_Aim of the task_. Can you copy the forum thread below about cycling from Kent to Seattle, word for word, from "Okay, seriously." to "want to be."?

_Source document_.
# How do I get to Seattle from Kent?



## Argentius (Aug 26, 2004)

Okay, seriously.

What is the least crappy way to get to the U district from the southern-ish areas of the sound?

I live in Auburn, and take the Interurban / Green river trails about out to the airport, but then I end up in crappy places that I don't want to be.

Someone led me on a ride once that got to Mercer island pretty smoothly. I have no idea where that is, and this guy moved away.


----------



## Spinnerman (Oct 21, 2004)

*King County Cycling Guide Map*

Here is the link http://www.metrokc.gov/kcdot/roads/bike/map.cfm to the King County Bicycle Guide Map. I've done the ride to the U-District on several occasions from Tacoma. Unfortunately I don't know all of the road names, but I do know the route by landmarks etc. You have three options, after following interurban or interurban/green river trail to I-405 the three options begin:

1. Option one is to continue to follow the trail network along the Duwammish river to the West Seattle Bridge, follow the bike route downtown. From there you either can climb to Capitol Hill and then ride down into the U-Dirstrict or ride through downtown over to Eastlake and then to the U-District or ride Dexter Avenue into Fremont and then pick up the Burke-Gilman to the U-District.

_Records shown_.
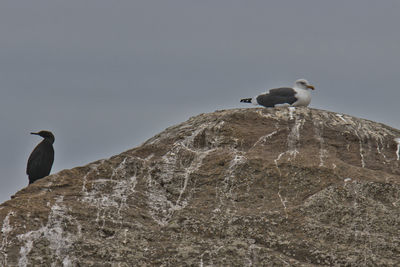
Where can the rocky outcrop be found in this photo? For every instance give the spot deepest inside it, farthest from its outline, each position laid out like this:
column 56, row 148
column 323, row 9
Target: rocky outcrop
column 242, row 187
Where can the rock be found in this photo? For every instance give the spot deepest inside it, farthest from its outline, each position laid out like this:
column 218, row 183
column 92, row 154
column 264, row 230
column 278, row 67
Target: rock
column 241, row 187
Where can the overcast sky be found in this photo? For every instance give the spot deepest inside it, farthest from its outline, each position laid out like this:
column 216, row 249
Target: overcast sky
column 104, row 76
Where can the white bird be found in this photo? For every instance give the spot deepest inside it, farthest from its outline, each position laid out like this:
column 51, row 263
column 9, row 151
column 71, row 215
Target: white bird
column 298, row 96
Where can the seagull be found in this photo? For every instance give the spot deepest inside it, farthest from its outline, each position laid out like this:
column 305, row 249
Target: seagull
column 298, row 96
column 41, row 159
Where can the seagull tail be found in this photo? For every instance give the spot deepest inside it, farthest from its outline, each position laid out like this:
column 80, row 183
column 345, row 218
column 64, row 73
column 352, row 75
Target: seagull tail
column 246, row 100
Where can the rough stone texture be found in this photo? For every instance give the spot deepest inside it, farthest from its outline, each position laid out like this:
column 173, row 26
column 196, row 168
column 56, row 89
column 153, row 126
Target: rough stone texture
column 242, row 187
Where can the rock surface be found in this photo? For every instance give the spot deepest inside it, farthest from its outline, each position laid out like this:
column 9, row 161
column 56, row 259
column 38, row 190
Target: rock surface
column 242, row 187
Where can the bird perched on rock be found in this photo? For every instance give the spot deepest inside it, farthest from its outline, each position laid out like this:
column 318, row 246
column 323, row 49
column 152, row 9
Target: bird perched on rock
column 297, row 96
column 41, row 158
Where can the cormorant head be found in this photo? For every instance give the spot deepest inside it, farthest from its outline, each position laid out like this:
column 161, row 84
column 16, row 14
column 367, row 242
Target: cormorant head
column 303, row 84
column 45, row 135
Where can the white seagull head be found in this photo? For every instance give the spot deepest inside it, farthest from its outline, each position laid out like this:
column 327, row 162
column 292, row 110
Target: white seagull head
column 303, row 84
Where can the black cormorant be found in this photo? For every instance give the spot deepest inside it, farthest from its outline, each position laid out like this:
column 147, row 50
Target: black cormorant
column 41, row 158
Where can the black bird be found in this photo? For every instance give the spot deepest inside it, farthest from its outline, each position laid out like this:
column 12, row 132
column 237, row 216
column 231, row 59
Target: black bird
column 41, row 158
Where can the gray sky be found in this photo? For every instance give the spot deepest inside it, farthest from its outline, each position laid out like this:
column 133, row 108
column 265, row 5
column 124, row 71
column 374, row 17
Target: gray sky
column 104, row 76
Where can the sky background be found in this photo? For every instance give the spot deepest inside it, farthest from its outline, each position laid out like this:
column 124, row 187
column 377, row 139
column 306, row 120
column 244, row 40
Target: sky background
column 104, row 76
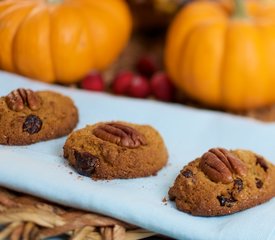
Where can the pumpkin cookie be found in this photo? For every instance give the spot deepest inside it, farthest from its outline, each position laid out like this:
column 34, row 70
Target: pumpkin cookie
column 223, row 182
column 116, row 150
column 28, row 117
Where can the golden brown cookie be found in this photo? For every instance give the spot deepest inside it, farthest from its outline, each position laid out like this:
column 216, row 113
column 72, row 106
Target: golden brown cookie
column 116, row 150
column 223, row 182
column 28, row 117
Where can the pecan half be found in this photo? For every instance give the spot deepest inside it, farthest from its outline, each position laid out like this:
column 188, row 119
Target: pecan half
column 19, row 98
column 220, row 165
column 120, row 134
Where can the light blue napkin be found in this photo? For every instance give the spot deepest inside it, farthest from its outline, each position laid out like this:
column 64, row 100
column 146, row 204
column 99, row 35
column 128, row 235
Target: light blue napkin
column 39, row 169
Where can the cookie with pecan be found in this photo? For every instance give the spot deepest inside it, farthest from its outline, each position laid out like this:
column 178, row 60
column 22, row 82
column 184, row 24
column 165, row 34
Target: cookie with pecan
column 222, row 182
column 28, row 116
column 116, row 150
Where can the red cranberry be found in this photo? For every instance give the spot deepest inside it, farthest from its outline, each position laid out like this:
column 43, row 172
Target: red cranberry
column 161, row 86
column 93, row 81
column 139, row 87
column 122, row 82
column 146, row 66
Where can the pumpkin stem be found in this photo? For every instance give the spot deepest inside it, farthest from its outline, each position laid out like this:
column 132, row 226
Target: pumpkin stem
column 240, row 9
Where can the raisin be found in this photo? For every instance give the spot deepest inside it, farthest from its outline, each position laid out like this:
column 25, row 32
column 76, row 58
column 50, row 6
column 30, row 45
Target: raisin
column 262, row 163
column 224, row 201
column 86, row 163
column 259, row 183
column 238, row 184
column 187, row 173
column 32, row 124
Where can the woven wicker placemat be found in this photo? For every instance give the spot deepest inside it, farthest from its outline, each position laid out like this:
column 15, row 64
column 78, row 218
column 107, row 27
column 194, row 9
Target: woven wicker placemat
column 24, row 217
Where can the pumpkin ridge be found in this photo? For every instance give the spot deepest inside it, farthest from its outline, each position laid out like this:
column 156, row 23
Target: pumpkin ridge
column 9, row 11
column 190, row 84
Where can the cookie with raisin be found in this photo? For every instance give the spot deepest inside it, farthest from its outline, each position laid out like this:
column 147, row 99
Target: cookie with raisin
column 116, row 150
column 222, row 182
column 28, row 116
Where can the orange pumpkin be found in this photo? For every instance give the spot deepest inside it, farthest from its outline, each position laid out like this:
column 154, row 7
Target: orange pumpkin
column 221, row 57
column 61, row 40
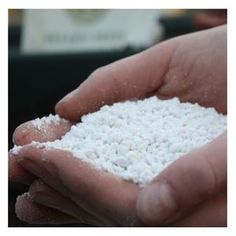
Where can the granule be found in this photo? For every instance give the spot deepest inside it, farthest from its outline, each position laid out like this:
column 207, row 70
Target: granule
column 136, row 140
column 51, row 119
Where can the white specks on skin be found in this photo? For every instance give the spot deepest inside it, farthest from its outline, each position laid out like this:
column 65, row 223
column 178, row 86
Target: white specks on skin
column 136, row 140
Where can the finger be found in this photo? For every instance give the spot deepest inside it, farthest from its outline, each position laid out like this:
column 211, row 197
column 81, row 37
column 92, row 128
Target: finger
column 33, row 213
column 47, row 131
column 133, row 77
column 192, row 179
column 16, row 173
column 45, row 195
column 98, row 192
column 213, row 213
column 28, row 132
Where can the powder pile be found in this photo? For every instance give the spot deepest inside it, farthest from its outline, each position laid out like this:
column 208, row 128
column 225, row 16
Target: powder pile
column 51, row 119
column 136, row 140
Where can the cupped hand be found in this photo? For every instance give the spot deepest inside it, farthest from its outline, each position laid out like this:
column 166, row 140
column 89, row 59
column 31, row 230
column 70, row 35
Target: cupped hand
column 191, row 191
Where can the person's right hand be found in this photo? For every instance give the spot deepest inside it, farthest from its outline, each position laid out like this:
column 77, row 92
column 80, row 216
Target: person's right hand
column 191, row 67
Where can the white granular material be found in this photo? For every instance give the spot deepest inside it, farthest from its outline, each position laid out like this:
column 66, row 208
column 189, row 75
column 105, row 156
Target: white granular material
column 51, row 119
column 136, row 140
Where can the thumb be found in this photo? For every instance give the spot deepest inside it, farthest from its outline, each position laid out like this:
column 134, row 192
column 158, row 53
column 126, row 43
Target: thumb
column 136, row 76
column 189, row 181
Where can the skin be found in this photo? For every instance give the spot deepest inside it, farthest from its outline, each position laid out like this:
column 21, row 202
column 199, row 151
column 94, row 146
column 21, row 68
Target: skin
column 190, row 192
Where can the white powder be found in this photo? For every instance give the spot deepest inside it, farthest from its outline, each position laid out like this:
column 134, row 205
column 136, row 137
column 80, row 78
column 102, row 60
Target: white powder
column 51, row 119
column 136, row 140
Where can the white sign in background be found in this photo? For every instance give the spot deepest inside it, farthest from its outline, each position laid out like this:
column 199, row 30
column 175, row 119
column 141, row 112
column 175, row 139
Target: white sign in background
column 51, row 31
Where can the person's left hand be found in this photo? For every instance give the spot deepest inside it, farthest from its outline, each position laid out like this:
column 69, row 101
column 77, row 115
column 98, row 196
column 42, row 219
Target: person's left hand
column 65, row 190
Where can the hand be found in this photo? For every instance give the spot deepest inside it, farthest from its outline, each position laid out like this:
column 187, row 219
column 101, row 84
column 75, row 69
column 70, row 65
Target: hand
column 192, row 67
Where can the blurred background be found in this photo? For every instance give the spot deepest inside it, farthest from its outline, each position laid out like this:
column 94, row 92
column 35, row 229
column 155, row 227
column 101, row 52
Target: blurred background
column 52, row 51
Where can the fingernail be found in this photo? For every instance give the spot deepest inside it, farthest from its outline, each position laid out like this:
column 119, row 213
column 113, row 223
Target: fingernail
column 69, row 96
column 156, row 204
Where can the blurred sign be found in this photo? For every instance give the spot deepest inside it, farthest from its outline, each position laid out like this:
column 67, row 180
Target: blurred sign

_Result of the exercise_.
Okay, seriously.

What is the least crappy way to get to the U district from the southern-ish areas of the sound?

I live in Auburn, and take the Interurban / Green river trails about out to the airport, but then I end up in crappy places that I don't want to be.